▸ **WRITTEN EXERCISE**
Print the listing below exactly.

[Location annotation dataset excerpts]
• • • • •

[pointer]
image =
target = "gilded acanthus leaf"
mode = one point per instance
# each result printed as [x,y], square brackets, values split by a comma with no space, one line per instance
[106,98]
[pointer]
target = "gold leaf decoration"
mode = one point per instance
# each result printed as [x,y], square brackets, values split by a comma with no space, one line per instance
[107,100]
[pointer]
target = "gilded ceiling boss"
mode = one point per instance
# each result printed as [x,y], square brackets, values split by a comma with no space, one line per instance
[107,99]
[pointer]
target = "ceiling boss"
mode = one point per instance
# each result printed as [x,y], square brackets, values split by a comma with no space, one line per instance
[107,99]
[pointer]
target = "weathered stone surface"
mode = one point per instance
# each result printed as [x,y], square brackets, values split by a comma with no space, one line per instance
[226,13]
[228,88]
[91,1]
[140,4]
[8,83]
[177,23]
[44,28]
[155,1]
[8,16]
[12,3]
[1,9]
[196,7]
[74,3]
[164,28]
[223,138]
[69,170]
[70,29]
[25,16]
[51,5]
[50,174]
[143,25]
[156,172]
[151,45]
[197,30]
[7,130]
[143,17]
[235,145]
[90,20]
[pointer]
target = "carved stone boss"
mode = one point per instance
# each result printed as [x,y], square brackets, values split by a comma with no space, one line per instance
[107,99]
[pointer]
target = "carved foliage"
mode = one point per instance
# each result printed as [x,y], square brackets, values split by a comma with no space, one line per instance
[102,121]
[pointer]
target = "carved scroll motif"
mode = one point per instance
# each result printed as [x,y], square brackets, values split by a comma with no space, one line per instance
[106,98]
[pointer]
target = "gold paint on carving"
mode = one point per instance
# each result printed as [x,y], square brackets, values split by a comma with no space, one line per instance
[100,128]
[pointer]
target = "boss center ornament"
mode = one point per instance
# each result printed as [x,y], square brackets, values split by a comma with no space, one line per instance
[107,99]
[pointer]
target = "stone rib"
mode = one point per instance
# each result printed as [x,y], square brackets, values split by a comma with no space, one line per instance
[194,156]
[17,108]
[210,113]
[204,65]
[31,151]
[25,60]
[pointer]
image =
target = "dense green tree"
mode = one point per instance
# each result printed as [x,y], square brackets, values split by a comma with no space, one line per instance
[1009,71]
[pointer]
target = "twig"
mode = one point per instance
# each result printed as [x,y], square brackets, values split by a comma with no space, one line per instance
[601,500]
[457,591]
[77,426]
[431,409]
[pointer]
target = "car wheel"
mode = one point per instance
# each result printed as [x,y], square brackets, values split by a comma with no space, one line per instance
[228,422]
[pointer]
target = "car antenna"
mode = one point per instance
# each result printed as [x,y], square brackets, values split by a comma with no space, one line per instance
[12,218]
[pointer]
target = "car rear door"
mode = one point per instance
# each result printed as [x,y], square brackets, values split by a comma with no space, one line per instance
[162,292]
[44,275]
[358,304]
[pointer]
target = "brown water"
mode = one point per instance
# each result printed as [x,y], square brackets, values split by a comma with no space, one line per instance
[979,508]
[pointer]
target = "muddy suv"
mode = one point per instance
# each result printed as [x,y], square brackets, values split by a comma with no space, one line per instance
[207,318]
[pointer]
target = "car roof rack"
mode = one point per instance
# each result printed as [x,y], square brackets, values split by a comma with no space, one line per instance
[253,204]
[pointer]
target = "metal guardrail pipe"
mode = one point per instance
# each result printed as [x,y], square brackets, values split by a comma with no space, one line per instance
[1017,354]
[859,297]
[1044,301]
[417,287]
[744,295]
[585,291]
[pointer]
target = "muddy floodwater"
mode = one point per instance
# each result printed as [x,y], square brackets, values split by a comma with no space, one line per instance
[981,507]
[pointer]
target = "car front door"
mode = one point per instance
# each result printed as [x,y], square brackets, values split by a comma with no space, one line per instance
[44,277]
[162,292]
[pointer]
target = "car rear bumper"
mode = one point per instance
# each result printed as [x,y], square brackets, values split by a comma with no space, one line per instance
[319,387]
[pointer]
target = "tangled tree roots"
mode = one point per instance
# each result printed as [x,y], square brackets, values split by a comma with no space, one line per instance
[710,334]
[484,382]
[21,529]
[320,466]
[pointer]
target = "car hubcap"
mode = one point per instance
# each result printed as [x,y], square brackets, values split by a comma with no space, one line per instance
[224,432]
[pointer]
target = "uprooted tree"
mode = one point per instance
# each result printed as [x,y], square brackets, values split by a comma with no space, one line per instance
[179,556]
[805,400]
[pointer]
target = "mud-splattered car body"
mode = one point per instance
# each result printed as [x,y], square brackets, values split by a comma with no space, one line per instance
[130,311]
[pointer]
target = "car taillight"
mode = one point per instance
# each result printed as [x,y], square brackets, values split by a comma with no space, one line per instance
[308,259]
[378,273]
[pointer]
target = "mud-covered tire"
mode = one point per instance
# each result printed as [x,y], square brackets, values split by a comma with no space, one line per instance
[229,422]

• • • • •

▸ **OUTPUT BELOW**
[pointer]
image =
target = "gilded acanthus leaf"
mode = one point per instance
# each result printed as [x,y], square brackets, values split by a comma with no space, one line per instance
[106,98]
[pointer]
target = "gold leaf decoration"
mode = one point per instance
# each result printed as [x,y], square brackets, values split by a comma with no space, one line per instance
[107,100]
[pointer]
target = "gilded ceiling boss"
mode = one point per instance
# each result printed as [x,y], square brackets, values split by a comma with no space, one line per instance
[107,99]
[pointer]
target = "ceiling boss"
mode = one point per instance
# each result printed as [x,y], square brackets, values split by a comma with no space, one line per instance
[107,99]
[pointer]
target = "weathered stone surface"
mode = one point per instance
# each result printed as [x,y], square brackets, values split by a comma with no space, one line per instance
[226,13]
[228,88]
[91,1]
[140,4]
[8,83]
[177,23]
[44,28]
[155,1]
[8,16]
[12,3]
[1,9]
[196,7]
[74,3]
[164,28]
[223,138]
[69,170]
[70,29]
[25,16]
[51,5]
[50,174]
[143,25]
[156,172]
[151,45]
[197,30]
[7,130]
[143,17]
[235,145]
[90,20]
[pointer]
target = "carved stone boss"
mode = one point per instance
# each result printed as [x,y], square brackets, values split by a comma with no space, one line per instance
[107,99]
[pointer]
target = "carved foliage"
mode = one point per instance
# each result printed as [x,y], square brackets, values split by a comma with no space, one line per instance
[102,121]
[pointer]
target = "carved scroll motif"
mode = one point per instance
# each result printed as [x,y], square brackets, values split by a comma with no space, one line per instance
[106,98]
[pointer]
target = "gold paint on carving"
mode = one point per instance
# each result printed as [x,y], square brackets, values split by a comma with no space, one line per instance
[100,128]
[pointer]
target = "boss center ornament"
mode = one point per instance
# each result printed as [x,y], square brackets, values split by a comma with no space, one line per instance
[107,99]
[pointer]
target = "stone rib"
mode = one point per instance
# each result printed as [x,y], square brackets, values split by a comma with no space, one line per instance
[194,156]
[17,108]
[210,113]
[204,65]
[31,151]
[25,60]
[pointer]
image =
target = "dense green tree"
mode = one point per instance
# each result printed as [x,y], square brackets, values split by a comma with no space, one line per instance
[1009,71]
[pointer]
target = "twig"
mode = one point per instance
# each result printed as [x,y], square brackets, values split by a comma with no space, one line per instance
[601,500]
[457,591]
[77,426]
[431,409]
[pointer]
target = "car wheel"
mode = one point per instance
# each result printed as [x,y], square brackets, values split by a comma with no space, one line per instance
[228,422]
[pointer]
target = "car antenna"
mode = one point per instance
# each result printed as [x,y], square brackets, values split by a comma with no space, one line per instance
[12,218]
[pointer]
target = "car rear door"
mode = one point per instance
# each result printed as [x,y], square brackets, values split by a comma with no space, one line per instance
[162,292]
[44,275]
[358,304]
[pointer]
target = "brown water"
mode = one point per instance
# each result printed as [x,y], square brackets, values split by a comma with no space, one line per instance
[979,508]
[pointer]
target = "muddy suv"
mode = one point per instance
# each result printed as [x,y], square brackets, values split by a comma with no space, one line per instance
[207,318]
[pointer]
target = "car roof rack"
mode = one point per instance
# each result printed as [x,y], square brackets, values split by a comma with no space, one line per instance
[253,204]
[pointer]
target = "metal guardrail pipe"
mode = one point per instance
# each result printed as [x,y], square brackets, values split by a comma with no space, one line per instance
[1017,354]
[859,297]
[1044,301]
[417,287]
[744,295]
[585,291]
[pointer]
target = "muddy floodwater"
mode = one point per instance
# each result printed as [x,y], square brackets, values split by a comma with no space, one line per instance
[981,507]
[pointer]
target = "car front door"
mode = one point per instance
# each result printed as [x,y], square brackets, values split by a comma with no space, one line per instance
[44,277]
[162,292]
[pointer]
target = "car rear bumper"
mode = one point per instance
# each result printed as [x,y], square brackets, values split by a comma with no space, one line per instance
[319,387]
[pointer]
target = "tangled tree roots"
mode = one point per instance
# each result printed as [x,y], square brackets, values split by a comma with no space, one line per instance
[710,334]
[484,382]
[21,529]
[320,466]
[pointer]
target = "car hubcap"
mode = one point per instance
# each result printed as [x,y], square brackets, values split by a comma with no space, one line per instance
[224,432]
[pointer]
target = "uprooted tree"
mode = one point per instance
# each result printed as [x,y], square brackets, values split by a comma with no space, one line per instance
[179,556]
[805,400]
[pointer]
target = "mud-splattered car body"
mode = one point per instance
# each result printed as [x,y], square brackets, values split by a comma with no space, one line per instance
[130,311]
[pointer]
target = "car taillight"
mode = one point per instance
# each result printed as [x,y], square brackets, values split by a comma with no space, one line per instance
[308,259]
[378,273]
[pointer]
target = "mud-covered tire"
mode = one point per instance
# each result printed as [x,y], square brackets, values split by a comma with no space, one line per instance
[229,422]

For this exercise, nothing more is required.